Assigned task:
In the entries below, how many lines hold the word "green"? Answer with the number only.
*** Records shown Section Begins ***
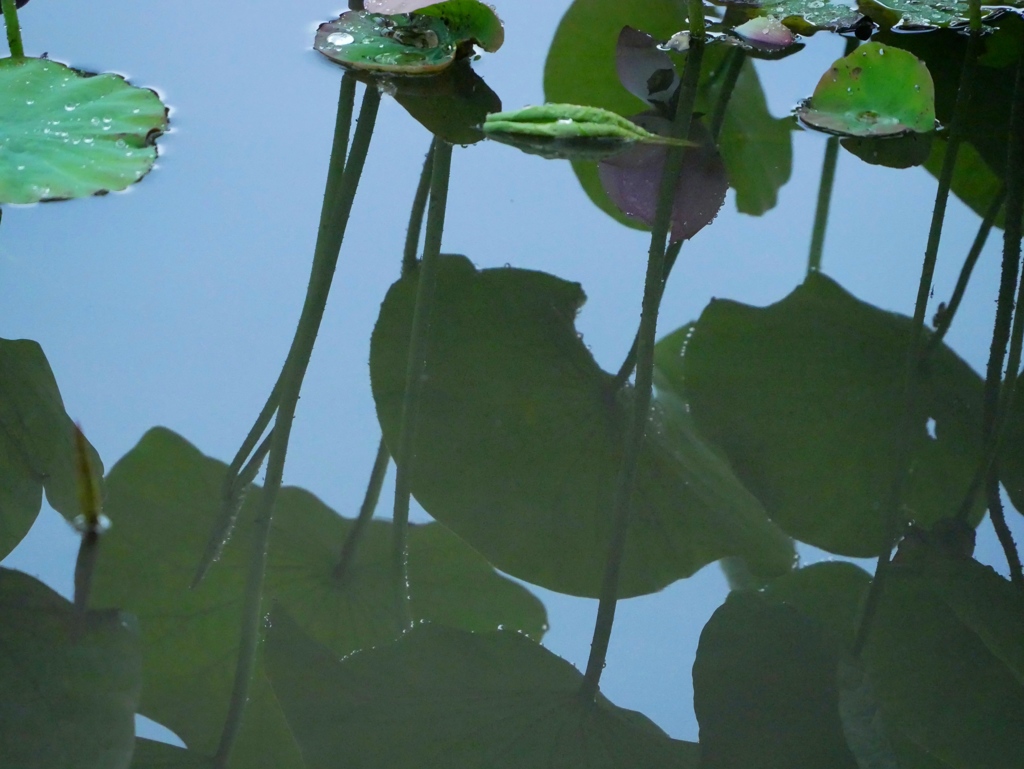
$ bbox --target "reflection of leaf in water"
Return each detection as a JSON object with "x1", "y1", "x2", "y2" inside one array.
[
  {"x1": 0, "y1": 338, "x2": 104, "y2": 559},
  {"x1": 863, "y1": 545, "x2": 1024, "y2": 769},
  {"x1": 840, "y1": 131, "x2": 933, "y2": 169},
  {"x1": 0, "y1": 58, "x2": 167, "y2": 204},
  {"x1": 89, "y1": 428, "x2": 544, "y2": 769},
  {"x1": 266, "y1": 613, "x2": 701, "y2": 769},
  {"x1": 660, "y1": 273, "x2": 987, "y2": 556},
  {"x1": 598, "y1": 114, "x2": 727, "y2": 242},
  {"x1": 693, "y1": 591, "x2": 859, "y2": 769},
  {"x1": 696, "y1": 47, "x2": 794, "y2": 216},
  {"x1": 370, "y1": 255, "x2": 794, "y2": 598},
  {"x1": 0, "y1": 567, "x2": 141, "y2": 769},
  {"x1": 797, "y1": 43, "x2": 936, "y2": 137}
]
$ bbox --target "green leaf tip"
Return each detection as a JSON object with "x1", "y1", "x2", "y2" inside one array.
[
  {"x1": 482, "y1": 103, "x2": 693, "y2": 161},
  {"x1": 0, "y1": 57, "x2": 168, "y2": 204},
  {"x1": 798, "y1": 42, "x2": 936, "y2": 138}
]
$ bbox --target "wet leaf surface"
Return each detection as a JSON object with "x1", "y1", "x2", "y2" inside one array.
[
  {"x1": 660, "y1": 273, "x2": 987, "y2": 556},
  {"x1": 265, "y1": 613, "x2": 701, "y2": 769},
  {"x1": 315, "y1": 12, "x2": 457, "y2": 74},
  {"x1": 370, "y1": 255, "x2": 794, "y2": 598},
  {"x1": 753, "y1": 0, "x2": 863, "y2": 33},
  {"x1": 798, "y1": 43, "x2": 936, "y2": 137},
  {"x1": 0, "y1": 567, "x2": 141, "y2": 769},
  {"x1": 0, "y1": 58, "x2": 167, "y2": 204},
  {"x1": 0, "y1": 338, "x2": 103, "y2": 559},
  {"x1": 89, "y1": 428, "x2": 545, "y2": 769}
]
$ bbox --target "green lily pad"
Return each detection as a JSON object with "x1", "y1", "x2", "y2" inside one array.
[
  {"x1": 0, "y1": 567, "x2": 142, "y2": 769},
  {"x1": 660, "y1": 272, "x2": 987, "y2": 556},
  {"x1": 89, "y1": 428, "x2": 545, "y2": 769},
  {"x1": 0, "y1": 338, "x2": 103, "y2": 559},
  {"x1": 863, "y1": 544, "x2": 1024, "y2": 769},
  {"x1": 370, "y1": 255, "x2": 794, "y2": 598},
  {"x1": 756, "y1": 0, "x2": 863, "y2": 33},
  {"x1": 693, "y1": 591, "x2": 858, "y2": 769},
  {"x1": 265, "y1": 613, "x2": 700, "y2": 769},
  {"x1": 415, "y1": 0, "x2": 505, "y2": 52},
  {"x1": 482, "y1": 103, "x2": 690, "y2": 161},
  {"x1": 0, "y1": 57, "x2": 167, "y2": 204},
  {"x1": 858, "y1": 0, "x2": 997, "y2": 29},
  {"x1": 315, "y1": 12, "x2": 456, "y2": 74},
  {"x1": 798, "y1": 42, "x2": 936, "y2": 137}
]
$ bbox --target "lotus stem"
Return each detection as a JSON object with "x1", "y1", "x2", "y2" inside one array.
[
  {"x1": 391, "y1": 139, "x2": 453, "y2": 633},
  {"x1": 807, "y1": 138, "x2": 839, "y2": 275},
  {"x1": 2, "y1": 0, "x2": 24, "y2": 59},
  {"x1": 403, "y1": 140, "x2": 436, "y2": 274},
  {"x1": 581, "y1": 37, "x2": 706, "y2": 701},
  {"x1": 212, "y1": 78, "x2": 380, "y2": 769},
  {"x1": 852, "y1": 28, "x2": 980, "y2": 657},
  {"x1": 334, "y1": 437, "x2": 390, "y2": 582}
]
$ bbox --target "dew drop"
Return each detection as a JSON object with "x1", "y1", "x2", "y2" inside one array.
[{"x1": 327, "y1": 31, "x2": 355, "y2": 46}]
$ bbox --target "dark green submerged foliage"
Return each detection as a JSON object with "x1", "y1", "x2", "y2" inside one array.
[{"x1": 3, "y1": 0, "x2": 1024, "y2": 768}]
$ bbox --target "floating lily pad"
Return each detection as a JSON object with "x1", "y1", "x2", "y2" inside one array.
*** Records shown Section Ends ***
*** Records shown Section Begins ***
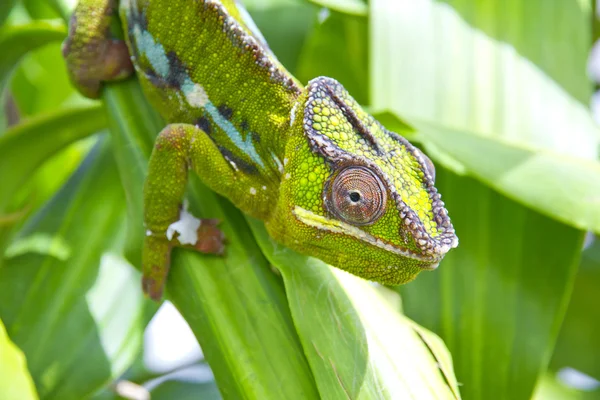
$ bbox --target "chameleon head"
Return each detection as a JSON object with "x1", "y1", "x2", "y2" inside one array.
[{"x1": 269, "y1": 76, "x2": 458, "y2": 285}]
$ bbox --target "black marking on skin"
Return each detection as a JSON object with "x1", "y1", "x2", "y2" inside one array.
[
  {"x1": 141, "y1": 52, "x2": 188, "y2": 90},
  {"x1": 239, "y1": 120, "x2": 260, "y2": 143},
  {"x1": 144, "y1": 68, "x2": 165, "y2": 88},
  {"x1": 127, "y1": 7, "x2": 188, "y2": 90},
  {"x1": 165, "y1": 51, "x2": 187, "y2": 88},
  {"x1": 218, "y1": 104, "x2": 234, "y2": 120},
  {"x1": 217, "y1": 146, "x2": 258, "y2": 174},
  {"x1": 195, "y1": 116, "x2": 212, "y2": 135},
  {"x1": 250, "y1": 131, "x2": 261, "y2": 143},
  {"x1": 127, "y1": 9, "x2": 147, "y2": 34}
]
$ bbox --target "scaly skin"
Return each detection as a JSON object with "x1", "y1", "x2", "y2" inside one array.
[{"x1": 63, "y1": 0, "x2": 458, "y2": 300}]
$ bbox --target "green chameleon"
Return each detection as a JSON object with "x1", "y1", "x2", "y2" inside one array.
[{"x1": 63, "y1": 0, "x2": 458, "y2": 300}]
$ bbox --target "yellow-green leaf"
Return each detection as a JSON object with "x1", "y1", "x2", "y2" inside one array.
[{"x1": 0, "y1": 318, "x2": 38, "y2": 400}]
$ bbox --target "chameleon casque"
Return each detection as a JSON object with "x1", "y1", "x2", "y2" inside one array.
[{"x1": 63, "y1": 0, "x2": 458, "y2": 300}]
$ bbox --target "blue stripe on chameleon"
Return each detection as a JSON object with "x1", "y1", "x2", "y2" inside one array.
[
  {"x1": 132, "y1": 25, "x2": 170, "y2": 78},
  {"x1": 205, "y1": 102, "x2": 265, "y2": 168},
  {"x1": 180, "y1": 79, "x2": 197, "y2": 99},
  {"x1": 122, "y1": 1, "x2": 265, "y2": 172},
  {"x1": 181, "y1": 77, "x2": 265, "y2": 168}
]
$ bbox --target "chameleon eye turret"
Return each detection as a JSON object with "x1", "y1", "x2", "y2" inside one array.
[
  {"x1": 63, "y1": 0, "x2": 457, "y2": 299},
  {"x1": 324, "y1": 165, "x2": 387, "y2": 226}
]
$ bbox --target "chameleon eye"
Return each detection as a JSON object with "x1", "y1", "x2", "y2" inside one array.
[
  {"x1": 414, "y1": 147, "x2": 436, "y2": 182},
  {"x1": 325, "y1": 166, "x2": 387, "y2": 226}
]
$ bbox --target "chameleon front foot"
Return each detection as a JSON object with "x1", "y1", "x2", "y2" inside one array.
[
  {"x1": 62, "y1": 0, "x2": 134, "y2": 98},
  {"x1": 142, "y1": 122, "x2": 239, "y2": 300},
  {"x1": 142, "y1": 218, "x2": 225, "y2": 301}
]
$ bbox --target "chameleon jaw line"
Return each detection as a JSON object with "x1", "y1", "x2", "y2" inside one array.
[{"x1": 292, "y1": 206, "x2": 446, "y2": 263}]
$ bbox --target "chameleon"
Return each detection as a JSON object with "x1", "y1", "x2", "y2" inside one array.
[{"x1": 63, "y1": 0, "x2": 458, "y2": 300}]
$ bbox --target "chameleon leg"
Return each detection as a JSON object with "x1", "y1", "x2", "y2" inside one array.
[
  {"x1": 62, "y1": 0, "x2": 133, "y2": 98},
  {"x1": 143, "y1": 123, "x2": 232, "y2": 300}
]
*** Records shown Section Ends ***
Result below:
5